Reproduce every one of the entries below word for word, leaving each line unchanged.
-------------------------
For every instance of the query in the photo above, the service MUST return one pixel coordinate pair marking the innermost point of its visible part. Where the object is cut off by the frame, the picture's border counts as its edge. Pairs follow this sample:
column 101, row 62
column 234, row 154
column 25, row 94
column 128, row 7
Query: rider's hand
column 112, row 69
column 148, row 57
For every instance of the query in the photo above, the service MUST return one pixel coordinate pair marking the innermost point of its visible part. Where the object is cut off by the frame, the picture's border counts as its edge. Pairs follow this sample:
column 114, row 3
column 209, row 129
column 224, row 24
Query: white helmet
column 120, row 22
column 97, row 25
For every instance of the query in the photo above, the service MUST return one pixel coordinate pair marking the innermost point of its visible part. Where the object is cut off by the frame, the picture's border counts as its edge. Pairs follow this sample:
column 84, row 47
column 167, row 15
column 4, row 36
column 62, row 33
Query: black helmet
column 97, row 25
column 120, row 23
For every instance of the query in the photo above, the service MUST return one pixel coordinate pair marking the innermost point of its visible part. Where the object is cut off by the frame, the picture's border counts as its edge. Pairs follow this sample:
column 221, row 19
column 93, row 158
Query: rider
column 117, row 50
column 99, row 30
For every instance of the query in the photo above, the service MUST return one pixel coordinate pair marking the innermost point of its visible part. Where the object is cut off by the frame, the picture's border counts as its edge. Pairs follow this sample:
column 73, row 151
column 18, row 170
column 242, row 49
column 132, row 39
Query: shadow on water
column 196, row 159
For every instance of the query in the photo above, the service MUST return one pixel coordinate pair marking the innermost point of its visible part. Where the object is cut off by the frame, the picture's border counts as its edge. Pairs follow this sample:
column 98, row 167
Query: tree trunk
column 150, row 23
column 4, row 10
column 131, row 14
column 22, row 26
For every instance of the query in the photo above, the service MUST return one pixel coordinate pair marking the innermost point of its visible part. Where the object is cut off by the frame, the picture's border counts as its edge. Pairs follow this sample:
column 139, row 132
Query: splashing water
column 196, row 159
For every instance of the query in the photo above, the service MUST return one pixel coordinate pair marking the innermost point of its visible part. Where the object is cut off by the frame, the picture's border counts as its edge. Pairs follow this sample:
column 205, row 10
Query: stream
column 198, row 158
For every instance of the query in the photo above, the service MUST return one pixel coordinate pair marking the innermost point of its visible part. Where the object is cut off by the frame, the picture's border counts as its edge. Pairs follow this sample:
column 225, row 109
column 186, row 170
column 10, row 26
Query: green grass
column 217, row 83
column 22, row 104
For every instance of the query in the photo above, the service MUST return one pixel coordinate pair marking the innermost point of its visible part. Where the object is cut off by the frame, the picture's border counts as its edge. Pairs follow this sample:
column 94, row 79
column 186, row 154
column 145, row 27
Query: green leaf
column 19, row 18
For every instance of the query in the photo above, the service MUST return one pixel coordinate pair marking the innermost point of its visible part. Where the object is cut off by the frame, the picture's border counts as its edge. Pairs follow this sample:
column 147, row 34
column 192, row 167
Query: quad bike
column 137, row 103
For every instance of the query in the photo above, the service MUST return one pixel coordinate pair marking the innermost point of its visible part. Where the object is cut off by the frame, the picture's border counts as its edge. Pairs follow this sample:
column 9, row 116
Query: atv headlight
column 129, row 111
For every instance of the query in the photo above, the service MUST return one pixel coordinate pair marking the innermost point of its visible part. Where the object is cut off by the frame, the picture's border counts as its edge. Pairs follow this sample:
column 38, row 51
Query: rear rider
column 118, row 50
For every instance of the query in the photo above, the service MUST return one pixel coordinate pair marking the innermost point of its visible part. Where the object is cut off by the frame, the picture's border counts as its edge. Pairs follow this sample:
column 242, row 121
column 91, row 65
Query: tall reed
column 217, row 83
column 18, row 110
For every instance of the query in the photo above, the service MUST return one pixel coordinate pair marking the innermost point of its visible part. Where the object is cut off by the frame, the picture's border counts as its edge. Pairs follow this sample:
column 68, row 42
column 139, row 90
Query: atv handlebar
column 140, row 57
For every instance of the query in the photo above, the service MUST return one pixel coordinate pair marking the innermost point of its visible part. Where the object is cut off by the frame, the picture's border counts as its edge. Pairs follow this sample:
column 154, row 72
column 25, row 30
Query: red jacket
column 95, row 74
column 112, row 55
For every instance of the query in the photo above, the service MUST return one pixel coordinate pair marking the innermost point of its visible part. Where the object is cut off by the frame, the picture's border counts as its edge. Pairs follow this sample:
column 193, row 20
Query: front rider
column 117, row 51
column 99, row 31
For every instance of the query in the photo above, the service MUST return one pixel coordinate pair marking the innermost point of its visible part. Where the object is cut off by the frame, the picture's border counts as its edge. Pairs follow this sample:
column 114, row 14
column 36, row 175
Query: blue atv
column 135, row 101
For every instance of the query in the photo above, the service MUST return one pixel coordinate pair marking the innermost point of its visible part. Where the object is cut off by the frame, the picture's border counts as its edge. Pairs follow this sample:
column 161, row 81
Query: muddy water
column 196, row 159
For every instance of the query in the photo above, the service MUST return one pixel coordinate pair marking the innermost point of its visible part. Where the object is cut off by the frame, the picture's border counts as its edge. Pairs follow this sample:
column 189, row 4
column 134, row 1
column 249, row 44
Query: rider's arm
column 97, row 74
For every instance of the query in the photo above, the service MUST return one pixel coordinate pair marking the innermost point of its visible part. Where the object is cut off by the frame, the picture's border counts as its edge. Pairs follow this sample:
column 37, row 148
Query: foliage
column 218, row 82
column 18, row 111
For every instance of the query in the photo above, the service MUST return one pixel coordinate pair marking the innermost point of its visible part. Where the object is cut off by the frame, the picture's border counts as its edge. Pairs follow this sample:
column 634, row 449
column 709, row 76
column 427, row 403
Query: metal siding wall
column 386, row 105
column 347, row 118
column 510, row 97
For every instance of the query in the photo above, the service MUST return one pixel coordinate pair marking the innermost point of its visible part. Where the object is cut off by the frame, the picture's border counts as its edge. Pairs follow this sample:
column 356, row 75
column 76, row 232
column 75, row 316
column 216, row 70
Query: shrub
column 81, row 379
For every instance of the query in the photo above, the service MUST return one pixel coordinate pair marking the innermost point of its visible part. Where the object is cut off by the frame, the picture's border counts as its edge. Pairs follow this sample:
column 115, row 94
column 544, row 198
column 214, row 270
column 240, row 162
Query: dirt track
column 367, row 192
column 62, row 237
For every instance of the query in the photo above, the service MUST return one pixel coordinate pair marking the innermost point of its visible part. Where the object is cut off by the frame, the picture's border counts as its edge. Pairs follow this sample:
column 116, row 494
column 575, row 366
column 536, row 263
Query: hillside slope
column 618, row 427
-------------------------
▸ **OUTPUT BELOW**
For every instance of the query in the photo above, the service MUST return one pixel coordinate pair marking the innermost point of its visible part. Where the object is cut off by the frame, the picture's border counts as its edge. Pairs follow this sample:
column 101, row 62
column 234, row 154
column 25, row 94
column 128, row 7
Query: rider's hand
column 112, row 69
column 148, row 57
For every instance of the query in the photo above, the service MUST return one pixel coordinate pair marking the innermost point of its visible part. Where the object is cut off by the frame, the picture's border counts as its edge. Pairs follow this sample:
column 114, row 3
column 209, row 129
column 224, row 24
Query: white helmet
column 120, row 22
column 97, row 25
For every instance of the query in the photo above, the service MUST return one pixel coordinate pair marking the innermost point of its visible part. Where the object is cut off by the frame, the picture's border counts as its edge. Pairs follow this sample:
column 84, row 47
column 167, row 15
column 4, row 36
column 62, row 33
Query: black helmet
column 97, row 25
column 120, row 23
For every instance of the query in the photo above, the service MUST return one pixel coordinate pair marking the innermost point of its visible part. Where the object is cut off by the frame, the picture's border counts as its edge. Pairs follow this sample:
column 221, row 19
column 93, row 158
Query: rider
column 117, row 50
column 99, row 30
For every instance of the query in the photo above, the service MUST return one pixel coordinate pair marking the innermost point of its visible part. Where the object is cut off by the frame, the picture's border counts as its edge. Pairs follow this sample:
column 73, row 151
column 18, row 170
column 242, row 49
column 132, row 39
Query: shadow on water
column 196, row 159
For every instance of the query in the photo above, the service MUST return one pixel coordinate pair marking the innermost point of its visible part. Where the object is cut off by the frame, the picture's border counts as its edge. Pairs follow this sample:
column 98, row 167
Query: tree trunk
column 150, row 23
column 4, row 10
column 131, row 14
column 22, row 26
For every instance of the query in the photo above, the service MUST return one pixel coordinate pair marking the innermost point of its visible part. Where the object is cut off by the frame, the picture's border counts as its edge. Pairs follow this sample:
column 139, row 132
Query: splashing water
column 196, row 159
For every instance of the query in the photo above, the service MUST return one pixel coordinate pair marking the innermost point of its visible part. Where the object is cut off by the frame, the picture's border counts as its edge. Pairs follow this sample:
column 205, row 10
Query: stream
column 198, row 158
For every instance of the query in the photo above, the service MUST return one pixel coordinate pair marking the innermost point of its visible part. Where the object is cut off by the frame, the picture's border counts as its edge. Pairs follow this sample:
column 225, row 109
column 186, row 170
column 10, row 26
Query: green grass
column 217, row 83
column 22, row 104
For every instance of the query in the photo above, the service MUST return one pixel coordinate pair marking the innermost point of its visible part. Where the object is cut off by the frame, the picture's border counts as its edge. Pairs follow this sample:
column 94, row 79
column 186, row 154
column 145, row 27
Query: green leaf
column 19, row 18
For every instance of the query in the photo above, the service MUST return one pixel coordinate pair marking the innermost point of its visible part. Where the object is cut off by the frame, the picture's border counts as its edge. Pairs follow this sample:
column 147, row 34
column 192, row 167
Query: quad bike
column 137, row 103
For every instance of the query in the photo above, the service MUST return one pixel coordinate pair marking the innermost point of its visible part. Where the object is cut off by the frame, the picture's border counts as its edge. Pairs follow this sample:
column 9, row 116
Query: atv headlight
column 129, row 111
For every instance of the query in the photo above, the service MUST return one pixel coordinate pair marking the innermost point of its visible part. Where the object is cut off by the frame, the picture's border counts as its edge. Pairs follow this sample:
column 38, row 51
Query: rear rider
column 118, row 50
For every instance of the query in the photo above, the service MUST return one pixel coordinate pair marking the innermost point of its visible part. Where the object is cut off by the frame, the picture's border counts as its edge. Pairs follow this sample:
column 242, row 121
column 91, row 65
Query: tall reed
column 217, row 83
column 18, row 110
For every instance of the query in the photo above, the service MUST return one pixel coordinate pair marking the innermost point of its visible part. Where the object is cut off by the frame, the picture's border counts as its edge. Pairs follow this sample:
column 68, row 42
column 139, row 90
Query: atv handlebar
column 140, row 57
For every instance of the query in the photo above, the service MUST return one pixel coordinate pair marking the innermost point of its visible part. Where the object is cut off by the frame, the picture's border counts as its edge. Pairs follow this sample:
column 154, row 72
column 25, row 30
Query: red jacket
column 95, row 74
column 112, row 55
For every instance of the query in the photo above, the service MUST return one pixel coordinate pair marking the innermost point of its visible part. Where the object is cut off by the frame, the picture's border counts as its edge. Pairs follow this sample:
column 193, row 20
Query: front rider
column 117, row 51
column 99, row 31
For every instance of the query in the photo above, the service MUST return one pixel coordinate pair marking the innermost point of its visible part. Where the object is cut off by the frame, the picture's border counts as its edge. Pairs follow this sample:
column 114, row 14
column 36, row 175
Query: blue atv
column 135, row 101
For every instance of the query in the photo above, the service MUST return one pixel coordinate pair marking the innermost point of its visible part. Where the object is cut off by the frame, the picture's border counts as its edge. Pairs follow this sample:
column 161, row 81
Query: muddy water
column 196, row 159
For every instance of the query in the photo above, the service MUST return one pixel coordinate pair marking the innermost point of its visible part. Where the object is cut off by the frame, the picture's border counts as its edge. Pairs follow this sample:
column 189, row 4
column 134, row 1
column 249, row 44
Query: rider's arm
column 97, row 74
For every instance of the query in the photo above, the service MUST return one pixel coordinate pair marking the innermost point of its visible part. Where the object is cut off by the frame, the picture's border counts as its edge. Pairs follow this sample:
column 37, row 148
Query: foliage
column 218, row 82
column 18, row 111
For every instance of the query in the photo above, the service MUST return one pixel coordinate pair marking the innermost point of its visible part. Where the object is cut off by the frame, the picture's border counts as its edge. Pairs follow this sample:
column 634, row 449
column 709, row 76
column 427, row 403
Query: metal siding wall
column 386, row 105
column 347, row 118
column 510, row 97
For every instance of the query in the photo above, the service MUST return one pixel coordinate pair marking the innermost point of its visible part. Where the object is cut off by the frame, the picture's border counts as its edge. Pairs follow this sample:
column 356, row 75
column 76, row 232
column 75, row 316
column 216, row 70
Query: shrub
column 81, row 379
For every instance of the query in the photo above, the service MUST return one pixel coordinate pair marking the innermost point of its visible part. Where the object is cut off by the frame, the picture's border counts as its edge. Pairs follow this sample:
column 115, row 94
column 544, row 198
column 214, row 270
column 240, row 162
Query: dirt track
column 367, row 192
column 62, row 237
For every instance of the query in the photo above, the service MUST return one pixel coordinate pair marking the innermost point of its visible part. Where the object is cut off by the frame, the picture's border counts as its edge. Pairs follow this sample:
column 116, row 494
column 575, row 366
column 536, row 263
Query: hillside slope
column 618, row 427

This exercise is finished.